Cash contributions represent the grantees' cash outlay, including the outlay of money contributed to the grantee by other public agencies, institutions, private organizations, or individuals. When authorized by Federal regulation, Federal funds received from other grants may be considered as the grantees' cash contribution.

In-kind contributions represent the value of noncash contributions provided by the grantee, other public agencies and institutions, private organizations or individuals. In-kind contributions may consist of charges for real property and equipment, and value of goods and services directly benefiting and specifically identifiable to the grant program. When authorized by Federal legislation, property purchased with Federal funds may be considered as grantees' in-kind contribution.

Maintenance of effort (MOE) is a requirement contained in certain legislation, regulations, or administrative policies stating that a grantee must maintain a specified level of financial effort in a specific area in order to receive Federal grant funds, and that the Federal grant funds may be used only to supplement, not supplant, the level of grantee funds.

Post assistance requirements...


Private Industry Crop Insurance Acreage Report; Actual Production History Yield Report; and in the event of a loss, Notice of Damage, Production Worksheet, and proof of loss.

Note: This section indicates whether program reports, expenditure reports, cash reports or performance monitoring are required by the Federal funding agency, and specifies at what time intervals (monthly, annually, etc.) this must be accomplished.


Recipients are subject to audit by the RMA internal compliance function, private insurance company auditors, Office of the Inspector General, USDA, and the General Accounting Office.

Note: This section discusses audits required by the Federal agency. The procedures and requirements for State and local governments and nonprofit entities are set forth in OMB Circular No. A-133. These requirements pertain to awards made within the respective State's fiscal year - not the Federal fiscal year, as some State and local governments may use the calendar year or other variation of time span designated as the fiscal year period, rather than that commonly known as the Federal fiscal year (from October 1st through September 30th).


Insured must keep for 3 years, after the end of the crop year, records of harvesting, shipments, sale or other disposition of all insured crops produced on each unit covered by the contract and separate records for any uninsured acreage of the insured crops.

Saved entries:
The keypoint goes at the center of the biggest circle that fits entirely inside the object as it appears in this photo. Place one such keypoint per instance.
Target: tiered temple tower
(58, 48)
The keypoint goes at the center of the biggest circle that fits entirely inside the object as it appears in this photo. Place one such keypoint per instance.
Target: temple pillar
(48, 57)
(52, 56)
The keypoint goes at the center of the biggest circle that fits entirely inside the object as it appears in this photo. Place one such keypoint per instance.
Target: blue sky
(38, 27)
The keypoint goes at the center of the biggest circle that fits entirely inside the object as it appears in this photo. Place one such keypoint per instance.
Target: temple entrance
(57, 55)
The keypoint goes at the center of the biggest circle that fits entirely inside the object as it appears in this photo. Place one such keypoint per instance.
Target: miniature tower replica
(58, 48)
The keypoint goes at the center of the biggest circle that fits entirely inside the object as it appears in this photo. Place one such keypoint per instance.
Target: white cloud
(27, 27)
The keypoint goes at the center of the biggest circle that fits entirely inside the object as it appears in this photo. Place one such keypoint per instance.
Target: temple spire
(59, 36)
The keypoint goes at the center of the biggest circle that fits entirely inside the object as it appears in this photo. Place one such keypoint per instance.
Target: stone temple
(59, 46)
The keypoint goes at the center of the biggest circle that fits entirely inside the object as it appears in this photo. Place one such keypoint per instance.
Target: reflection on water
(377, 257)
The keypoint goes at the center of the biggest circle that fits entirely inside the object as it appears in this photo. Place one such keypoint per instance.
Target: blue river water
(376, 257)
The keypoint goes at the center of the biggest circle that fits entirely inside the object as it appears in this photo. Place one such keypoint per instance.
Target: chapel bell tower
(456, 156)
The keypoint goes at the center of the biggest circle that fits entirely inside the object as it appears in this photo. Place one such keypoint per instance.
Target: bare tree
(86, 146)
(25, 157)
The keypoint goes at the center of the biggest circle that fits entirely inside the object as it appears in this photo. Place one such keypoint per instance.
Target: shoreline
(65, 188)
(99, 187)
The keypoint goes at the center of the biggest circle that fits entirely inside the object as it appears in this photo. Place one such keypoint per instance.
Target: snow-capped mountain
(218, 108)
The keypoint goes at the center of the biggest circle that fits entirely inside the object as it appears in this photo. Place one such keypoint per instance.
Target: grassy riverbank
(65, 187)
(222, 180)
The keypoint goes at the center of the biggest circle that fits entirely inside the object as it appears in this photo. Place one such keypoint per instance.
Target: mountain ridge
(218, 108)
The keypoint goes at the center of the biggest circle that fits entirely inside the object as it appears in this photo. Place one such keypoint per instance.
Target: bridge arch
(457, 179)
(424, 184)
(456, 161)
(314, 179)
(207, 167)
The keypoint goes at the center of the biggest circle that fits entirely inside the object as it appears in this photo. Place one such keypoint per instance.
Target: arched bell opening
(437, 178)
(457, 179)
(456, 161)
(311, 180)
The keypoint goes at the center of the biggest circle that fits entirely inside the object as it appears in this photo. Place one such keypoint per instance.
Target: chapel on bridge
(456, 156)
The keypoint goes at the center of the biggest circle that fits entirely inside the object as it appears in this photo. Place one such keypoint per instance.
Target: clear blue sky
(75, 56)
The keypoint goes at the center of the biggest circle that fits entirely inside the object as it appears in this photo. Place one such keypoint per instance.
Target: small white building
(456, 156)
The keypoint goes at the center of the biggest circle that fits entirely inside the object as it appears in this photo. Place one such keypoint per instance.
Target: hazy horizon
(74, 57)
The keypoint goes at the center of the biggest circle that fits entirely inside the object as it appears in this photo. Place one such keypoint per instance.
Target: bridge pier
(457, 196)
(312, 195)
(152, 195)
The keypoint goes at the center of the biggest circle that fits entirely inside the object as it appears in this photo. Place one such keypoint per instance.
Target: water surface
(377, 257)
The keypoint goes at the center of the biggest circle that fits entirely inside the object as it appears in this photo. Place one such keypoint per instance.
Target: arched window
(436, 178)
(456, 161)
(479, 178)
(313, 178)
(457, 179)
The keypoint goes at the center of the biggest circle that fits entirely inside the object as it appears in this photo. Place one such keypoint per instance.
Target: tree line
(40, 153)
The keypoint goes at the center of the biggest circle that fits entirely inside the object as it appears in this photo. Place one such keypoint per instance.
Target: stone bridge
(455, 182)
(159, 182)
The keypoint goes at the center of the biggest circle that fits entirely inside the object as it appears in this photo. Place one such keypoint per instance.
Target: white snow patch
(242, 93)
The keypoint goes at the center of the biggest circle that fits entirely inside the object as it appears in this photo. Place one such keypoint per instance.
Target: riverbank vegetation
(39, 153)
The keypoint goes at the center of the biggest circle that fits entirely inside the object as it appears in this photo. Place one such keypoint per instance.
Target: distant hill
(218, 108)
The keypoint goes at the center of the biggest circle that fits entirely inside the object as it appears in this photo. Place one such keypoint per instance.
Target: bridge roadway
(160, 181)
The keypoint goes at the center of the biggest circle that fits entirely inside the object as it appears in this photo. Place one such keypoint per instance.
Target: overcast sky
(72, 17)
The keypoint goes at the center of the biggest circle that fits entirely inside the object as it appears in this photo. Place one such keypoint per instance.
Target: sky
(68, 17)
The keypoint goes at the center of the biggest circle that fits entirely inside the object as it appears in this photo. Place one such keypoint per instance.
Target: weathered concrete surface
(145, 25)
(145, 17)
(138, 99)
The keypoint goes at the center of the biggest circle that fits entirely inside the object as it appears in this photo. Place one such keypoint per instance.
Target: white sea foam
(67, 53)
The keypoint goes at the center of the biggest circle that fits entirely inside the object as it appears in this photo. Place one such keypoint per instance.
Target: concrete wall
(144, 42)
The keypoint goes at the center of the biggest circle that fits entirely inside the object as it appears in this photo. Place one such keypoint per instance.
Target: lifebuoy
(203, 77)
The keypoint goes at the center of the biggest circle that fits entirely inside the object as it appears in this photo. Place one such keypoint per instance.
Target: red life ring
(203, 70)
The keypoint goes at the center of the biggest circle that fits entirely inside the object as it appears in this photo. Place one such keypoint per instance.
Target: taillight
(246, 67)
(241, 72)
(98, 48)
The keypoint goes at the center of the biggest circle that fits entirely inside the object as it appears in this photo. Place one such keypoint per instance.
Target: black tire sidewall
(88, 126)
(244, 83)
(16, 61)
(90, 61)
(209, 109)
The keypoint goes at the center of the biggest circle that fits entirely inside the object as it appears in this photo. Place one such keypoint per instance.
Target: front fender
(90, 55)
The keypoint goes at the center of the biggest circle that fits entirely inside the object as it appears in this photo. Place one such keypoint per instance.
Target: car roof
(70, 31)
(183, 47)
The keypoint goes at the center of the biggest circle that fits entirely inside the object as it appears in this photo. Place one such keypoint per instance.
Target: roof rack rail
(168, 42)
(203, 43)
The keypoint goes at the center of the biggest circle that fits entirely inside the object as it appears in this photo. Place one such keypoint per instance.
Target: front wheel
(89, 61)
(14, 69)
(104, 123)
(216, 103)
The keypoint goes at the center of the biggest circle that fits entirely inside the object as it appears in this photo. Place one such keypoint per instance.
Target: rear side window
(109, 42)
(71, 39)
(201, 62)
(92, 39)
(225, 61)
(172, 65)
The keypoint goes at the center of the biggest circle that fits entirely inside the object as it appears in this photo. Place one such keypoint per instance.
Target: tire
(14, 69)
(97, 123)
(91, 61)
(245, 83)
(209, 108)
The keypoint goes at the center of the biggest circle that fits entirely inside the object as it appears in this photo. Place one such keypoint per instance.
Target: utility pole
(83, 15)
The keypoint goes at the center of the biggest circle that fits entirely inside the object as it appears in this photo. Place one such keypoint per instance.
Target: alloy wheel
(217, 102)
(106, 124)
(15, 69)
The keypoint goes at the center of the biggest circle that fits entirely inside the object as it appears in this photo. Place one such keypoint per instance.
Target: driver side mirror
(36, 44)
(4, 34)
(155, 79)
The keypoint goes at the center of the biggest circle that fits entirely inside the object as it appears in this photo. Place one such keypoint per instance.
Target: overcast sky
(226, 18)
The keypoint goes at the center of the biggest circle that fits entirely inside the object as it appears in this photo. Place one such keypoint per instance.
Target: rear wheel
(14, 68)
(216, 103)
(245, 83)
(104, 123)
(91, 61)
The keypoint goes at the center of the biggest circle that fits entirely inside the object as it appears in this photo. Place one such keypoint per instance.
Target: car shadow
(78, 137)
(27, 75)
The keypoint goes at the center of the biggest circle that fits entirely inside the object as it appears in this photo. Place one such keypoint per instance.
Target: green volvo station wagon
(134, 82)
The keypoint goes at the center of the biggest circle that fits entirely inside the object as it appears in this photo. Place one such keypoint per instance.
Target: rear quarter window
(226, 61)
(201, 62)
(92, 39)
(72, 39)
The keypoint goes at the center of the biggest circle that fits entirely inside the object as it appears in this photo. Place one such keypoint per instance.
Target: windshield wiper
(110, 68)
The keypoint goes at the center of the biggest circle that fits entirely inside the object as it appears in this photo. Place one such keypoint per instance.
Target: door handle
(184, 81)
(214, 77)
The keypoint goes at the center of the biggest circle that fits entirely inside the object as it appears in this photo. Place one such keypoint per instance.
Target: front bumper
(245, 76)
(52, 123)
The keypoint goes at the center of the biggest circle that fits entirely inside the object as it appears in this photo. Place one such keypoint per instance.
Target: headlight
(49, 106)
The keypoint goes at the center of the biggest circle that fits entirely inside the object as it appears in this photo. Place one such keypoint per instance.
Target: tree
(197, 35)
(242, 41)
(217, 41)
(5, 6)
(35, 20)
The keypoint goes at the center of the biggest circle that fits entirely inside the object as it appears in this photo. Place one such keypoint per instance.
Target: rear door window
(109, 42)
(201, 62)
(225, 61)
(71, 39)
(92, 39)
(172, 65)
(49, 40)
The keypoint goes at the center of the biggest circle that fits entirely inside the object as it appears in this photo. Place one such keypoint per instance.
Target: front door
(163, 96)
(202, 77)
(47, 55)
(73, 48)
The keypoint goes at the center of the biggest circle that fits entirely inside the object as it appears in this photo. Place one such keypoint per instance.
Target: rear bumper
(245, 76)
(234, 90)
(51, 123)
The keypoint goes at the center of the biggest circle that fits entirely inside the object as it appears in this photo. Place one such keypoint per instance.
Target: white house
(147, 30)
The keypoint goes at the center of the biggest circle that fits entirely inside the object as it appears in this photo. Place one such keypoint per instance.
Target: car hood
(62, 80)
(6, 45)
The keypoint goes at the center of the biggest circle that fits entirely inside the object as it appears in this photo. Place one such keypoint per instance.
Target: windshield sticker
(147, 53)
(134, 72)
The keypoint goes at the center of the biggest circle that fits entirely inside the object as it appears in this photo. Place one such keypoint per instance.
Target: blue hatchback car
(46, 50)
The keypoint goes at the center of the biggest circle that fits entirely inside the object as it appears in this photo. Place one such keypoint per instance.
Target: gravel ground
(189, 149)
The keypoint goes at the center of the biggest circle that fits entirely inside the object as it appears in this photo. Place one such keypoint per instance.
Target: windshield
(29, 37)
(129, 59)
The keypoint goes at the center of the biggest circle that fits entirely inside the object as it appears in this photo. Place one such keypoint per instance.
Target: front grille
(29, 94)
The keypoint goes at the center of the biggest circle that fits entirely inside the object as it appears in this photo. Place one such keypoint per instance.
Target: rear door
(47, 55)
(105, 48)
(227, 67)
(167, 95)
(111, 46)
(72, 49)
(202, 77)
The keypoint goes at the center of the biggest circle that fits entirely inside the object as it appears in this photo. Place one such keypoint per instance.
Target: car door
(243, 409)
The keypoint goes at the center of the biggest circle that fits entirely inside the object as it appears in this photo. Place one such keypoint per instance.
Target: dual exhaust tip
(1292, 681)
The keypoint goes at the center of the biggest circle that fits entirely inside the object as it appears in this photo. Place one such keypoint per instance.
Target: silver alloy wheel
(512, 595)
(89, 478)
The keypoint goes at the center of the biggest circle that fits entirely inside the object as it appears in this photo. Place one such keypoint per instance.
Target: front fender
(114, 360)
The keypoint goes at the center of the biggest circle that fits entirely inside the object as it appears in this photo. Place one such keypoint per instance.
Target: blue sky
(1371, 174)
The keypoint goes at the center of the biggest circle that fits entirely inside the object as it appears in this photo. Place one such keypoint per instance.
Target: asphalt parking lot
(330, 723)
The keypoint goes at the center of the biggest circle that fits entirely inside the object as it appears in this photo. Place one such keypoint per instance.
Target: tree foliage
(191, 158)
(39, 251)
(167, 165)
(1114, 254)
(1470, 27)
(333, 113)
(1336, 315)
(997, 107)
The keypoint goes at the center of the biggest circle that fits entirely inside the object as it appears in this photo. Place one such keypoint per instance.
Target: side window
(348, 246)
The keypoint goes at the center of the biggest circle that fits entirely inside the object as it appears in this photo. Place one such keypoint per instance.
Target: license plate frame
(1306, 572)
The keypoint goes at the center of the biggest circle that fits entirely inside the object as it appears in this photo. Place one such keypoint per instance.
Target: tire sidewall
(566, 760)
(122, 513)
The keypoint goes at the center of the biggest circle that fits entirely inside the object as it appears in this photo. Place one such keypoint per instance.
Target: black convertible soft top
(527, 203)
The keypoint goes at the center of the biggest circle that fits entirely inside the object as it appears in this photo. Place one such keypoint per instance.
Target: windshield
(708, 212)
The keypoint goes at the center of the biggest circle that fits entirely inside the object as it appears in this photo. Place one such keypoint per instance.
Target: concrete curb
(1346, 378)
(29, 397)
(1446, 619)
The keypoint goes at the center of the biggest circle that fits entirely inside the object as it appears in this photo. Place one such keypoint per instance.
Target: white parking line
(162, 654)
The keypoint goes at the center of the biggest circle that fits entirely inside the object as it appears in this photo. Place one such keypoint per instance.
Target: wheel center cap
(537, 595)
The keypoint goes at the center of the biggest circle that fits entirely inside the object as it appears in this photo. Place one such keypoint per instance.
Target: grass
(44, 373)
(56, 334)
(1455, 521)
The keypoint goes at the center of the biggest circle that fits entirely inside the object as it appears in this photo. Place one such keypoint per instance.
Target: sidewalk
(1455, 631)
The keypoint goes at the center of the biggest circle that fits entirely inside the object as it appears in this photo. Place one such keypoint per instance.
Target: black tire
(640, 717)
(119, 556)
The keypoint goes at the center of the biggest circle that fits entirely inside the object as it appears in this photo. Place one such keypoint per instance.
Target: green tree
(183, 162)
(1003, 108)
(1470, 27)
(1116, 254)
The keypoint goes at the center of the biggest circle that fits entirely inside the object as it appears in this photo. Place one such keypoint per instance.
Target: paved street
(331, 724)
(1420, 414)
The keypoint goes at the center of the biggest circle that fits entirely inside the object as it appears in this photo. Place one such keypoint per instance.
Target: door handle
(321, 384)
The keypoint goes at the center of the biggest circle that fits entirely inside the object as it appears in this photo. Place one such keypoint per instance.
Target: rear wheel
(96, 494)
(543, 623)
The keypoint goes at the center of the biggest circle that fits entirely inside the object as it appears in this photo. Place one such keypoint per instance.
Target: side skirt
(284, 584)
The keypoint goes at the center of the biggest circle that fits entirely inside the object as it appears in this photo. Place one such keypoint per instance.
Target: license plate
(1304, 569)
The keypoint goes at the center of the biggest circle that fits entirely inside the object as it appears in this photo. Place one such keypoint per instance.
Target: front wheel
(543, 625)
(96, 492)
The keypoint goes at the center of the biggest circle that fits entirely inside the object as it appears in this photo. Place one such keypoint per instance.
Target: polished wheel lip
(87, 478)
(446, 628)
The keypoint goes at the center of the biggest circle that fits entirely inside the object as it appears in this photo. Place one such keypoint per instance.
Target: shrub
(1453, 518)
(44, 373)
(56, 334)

Problem to solve: Continue the crop insurance program description, starting right after its final sentence on keeping harvest and disposition records.

Expected answer:
Note: This section indicates the record retention requirements and the type of records the Federal agency may require. Not included are the normally imposed requirements of the General Accounting Office. For programs falling under the purview of OMB Circular No. A-102, record retention is set forth in Attachment C. For other programs, record retention is governed by the funding agency's requirements.



Federal Crop Insurance Act, as amended, 7 U.S.C. 1501-1520, Agricultural Adjustment Act of 1938, Title V, 52 Stat. 31; Federal Crop Insurance Act of 1980, as amended, Public Law 101-624; Federal Crop Insurance Reform Act of 1994, Public Law 103-354; Federal Agriculture Improvement and Reform Act of 1996, Public Law 104-127; Agricultural Research, Extension, and Education Reform Act of 1998, Public Law 105-185; Agriculture, Rural Development, Food and Drug Administration, and Related Agencies Appropriations Act of 1999, Public Law 105- 277; Agriculture, Rural Development, Food and Drug Administration, and Related Agencies Appropriation Act of 2000, Public Law 106-78; Agriculture Risk Protection Act of 2000, Public Law 106-224; Agriculture, Rural Development, Food and Drug Administration, and Related Agencies Appropriation Act of 2001, Public Law 106-387; Agriculture, Rural Development, Food and Drug Administration, and Related Agencies Appropriation Act of 2002, Public Law 107-76.

Note: This section lists the legal authority upon which a program is based (acts, amendments to acts, Public Law numbers, titles, sections, Statute Codes, citations to the U.S. Code, Executive Orders, Presidential Reorganization Plans, and Memoranda from an agency head).

Regulations, Guidelines, And Literature

7 CFR Part 400 and a brochure "Introduction to Risk Management"- available at no charge.

Contact information...

Web Sites
Regional Or Local Office

Interested producers should contact their Regional Office listed in Additional Contact Information - FMR Help, or a private industry crop insurance agent.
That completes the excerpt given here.